→ What is being asked
Find the line with "Target: flower bud" in the entries below. Repeat it, every following line, and the line with "point(583, 304)", exactly and with nothing added.

### Entries provided ###

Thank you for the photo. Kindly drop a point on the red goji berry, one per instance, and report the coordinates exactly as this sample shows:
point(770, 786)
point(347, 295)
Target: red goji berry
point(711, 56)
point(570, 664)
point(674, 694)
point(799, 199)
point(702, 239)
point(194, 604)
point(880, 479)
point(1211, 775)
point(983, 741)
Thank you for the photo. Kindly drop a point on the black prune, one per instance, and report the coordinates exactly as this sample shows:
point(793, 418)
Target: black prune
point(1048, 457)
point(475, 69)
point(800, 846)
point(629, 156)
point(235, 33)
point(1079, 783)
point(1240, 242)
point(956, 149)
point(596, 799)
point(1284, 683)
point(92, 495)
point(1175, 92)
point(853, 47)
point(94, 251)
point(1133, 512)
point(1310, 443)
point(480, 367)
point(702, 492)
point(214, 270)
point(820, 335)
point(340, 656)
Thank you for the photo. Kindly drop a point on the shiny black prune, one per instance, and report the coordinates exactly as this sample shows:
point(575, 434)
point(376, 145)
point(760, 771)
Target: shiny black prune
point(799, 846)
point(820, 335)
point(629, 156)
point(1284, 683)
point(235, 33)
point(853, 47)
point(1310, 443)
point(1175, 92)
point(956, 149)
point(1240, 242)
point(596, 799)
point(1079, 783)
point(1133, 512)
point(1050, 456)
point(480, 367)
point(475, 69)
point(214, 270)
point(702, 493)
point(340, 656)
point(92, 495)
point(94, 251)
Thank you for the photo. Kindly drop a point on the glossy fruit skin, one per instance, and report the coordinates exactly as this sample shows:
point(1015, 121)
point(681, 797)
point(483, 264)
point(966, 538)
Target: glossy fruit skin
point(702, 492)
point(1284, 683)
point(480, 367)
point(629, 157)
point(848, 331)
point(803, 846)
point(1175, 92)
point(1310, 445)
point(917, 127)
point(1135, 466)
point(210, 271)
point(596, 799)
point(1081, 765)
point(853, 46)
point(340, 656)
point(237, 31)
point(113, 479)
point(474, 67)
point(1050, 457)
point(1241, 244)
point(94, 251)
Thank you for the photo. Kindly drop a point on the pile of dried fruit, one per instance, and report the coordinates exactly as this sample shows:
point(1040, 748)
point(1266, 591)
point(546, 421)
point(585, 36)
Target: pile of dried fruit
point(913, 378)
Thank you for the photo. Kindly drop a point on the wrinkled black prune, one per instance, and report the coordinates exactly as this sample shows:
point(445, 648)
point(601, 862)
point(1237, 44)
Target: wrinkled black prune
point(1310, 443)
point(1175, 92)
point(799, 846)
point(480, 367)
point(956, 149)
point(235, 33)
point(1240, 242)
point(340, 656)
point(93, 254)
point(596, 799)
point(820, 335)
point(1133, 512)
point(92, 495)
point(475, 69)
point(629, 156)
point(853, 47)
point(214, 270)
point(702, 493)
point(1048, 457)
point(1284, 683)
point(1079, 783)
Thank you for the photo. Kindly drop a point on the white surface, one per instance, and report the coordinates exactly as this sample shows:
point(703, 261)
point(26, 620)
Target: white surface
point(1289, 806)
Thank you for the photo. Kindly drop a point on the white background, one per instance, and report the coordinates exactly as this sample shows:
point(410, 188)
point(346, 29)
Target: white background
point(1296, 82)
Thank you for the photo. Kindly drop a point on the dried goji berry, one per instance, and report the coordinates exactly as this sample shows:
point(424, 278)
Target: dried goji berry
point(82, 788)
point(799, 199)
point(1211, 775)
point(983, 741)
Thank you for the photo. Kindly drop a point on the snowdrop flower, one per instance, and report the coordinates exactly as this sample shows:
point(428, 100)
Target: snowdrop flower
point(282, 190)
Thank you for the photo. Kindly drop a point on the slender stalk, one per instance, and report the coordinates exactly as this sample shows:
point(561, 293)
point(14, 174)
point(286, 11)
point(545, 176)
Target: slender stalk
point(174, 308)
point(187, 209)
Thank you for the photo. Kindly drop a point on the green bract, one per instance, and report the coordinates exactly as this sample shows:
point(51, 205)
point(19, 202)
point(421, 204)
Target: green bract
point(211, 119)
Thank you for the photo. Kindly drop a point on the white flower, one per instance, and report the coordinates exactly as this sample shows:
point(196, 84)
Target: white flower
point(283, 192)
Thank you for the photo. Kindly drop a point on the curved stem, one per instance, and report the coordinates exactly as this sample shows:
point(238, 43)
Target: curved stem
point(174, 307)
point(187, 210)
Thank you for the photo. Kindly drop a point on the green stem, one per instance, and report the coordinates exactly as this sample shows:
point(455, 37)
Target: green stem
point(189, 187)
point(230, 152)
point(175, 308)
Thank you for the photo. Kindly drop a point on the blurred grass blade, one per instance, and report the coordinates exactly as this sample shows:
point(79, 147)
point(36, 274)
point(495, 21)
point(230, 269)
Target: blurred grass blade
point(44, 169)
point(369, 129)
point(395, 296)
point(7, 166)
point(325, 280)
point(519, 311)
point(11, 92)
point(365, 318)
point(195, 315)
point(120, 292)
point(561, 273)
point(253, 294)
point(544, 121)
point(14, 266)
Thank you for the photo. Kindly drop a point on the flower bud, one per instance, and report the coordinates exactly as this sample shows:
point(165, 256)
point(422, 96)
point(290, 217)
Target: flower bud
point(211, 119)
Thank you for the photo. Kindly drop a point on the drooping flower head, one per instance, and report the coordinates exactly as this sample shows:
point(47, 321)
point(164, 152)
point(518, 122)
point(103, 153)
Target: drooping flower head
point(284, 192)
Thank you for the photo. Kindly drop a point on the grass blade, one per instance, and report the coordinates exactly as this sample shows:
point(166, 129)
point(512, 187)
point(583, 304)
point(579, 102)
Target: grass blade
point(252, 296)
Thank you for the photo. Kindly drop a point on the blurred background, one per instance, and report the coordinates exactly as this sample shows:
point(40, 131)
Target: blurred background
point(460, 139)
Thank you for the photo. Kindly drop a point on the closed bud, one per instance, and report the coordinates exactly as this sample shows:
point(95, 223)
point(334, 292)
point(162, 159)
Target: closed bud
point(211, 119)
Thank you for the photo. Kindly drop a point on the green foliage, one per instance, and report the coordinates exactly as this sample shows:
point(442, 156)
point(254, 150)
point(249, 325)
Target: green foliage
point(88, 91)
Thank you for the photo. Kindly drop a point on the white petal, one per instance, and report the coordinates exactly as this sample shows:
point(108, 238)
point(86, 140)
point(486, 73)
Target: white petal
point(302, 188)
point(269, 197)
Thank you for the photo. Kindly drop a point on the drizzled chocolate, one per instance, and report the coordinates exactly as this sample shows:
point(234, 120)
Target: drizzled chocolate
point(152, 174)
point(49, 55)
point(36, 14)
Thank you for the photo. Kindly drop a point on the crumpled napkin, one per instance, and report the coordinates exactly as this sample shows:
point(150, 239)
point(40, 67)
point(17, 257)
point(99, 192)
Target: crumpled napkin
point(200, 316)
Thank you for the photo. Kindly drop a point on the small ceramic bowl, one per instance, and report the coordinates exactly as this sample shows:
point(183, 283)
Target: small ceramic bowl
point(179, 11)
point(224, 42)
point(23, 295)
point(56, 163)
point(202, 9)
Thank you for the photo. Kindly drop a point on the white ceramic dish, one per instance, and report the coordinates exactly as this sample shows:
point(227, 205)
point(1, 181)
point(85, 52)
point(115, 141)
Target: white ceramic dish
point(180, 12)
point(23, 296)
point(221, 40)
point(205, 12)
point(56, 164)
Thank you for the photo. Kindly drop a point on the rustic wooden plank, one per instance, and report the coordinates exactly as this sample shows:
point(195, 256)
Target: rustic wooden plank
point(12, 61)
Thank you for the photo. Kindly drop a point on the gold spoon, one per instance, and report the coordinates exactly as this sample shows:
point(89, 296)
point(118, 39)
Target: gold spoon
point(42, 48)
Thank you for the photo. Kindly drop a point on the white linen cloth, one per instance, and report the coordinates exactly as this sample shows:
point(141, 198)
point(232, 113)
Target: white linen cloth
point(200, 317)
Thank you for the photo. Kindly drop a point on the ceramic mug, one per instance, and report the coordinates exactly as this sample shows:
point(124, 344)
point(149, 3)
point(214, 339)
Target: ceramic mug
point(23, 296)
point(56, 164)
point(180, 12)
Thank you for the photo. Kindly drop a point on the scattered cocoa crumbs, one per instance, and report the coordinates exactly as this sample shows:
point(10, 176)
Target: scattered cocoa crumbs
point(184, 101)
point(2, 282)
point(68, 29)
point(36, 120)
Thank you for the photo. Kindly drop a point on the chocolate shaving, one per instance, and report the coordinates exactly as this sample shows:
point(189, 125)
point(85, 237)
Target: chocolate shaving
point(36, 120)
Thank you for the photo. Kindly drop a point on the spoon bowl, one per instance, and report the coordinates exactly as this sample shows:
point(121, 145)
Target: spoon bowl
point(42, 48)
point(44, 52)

###

→ Result of the exercise
Target: flower bud
point(211, 119)
Thank you for the photo. Kindly drop a point on the drooping flower head, one per instance, and report the coordinates exactly as this sample shows:
point(47, 321)
point(164, 152)
point(518, 122)
point(103, 153)
Target: drooping flower head
point(284, 192)
Thank you for the photo. Kindly drop a point on the grass blade, one per instance, and report the coordinates exactly as this sample shows:
point(166, 129)
point(512, 187)
point(583, 304)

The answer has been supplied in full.